── Exercise material
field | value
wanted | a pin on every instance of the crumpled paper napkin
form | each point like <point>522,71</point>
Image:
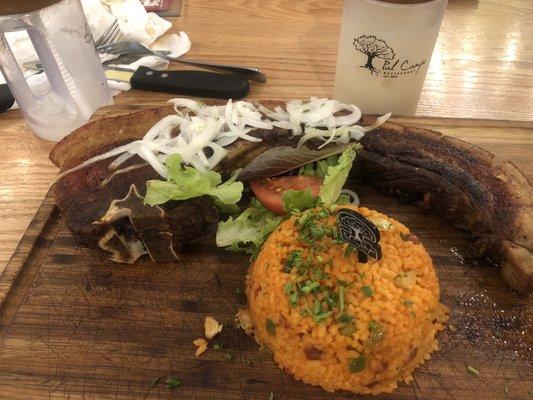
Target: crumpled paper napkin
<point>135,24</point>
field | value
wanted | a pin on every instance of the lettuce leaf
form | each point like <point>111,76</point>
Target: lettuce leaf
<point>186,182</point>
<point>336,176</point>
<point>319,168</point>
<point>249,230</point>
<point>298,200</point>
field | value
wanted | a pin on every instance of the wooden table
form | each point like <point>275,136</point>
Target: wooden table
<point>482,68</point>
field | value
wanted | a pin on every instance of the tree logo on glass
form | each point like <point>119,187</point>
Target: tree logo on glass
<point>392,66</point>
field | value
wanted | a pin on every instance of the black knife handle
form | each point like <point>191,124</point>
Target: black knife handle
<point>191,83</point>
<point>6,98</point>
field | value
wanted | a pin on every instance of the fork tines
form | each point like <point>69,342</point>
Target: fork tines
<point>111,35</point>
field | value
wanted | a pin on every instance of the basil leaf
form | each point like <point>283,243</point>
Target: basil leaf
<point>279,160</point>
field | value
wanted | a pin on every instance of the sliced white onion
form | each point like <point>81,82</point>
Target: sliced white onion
────
**Exercise aim**: Print all the entries again exactly as written, but without the pictures.

**Solution for this exercise**:
field | value
wanted | a pin on every instance of the crumpled paper napkin
form | each point like <point>522,71</point>
Image:
Target: crumpled paper napkin
<point>135,24</point>
field | value
wanted | a pin on every instance of the lettuce leaf
form | each point like <point>111,76</point>
Target: lettuce leaf
<point>186,182</point>
<point>336,176</point>
<point>319,168</point>
<point>249,230</point>
<point>298,200</point>
field | value
wanted | a pin on every instance of the wooden table
form | each point like <point>275,136</point>
Target: wooden table
<point>482,68</point>
field | value
wanted | a pin on every instance of the tree logo on glass
form | each point like <point>119,187</point>
Target: tree logo on glass
<point>392,66</point>
field | value
wanted | a pin on every instance of the black knife handle
form | each point like <point>191,124</point>
Target: black knife handle
<point>191,83</point>
<point>6,98</point>
field | value
wanted | a pin on every instance of the fork tines
form | each point like <point>69,342</point>
Target: fork tines
<point>111,35</point>
field | value
wanted | a pin on every instance of the basil leaf
form | each point like <point>283,243</point>
Target: basil leaf
<point>279,160</point>
field | value
wanted | a pin on every instance of the sliced white onion
form | each point like <point>81,82</point>
Target: sliced white onion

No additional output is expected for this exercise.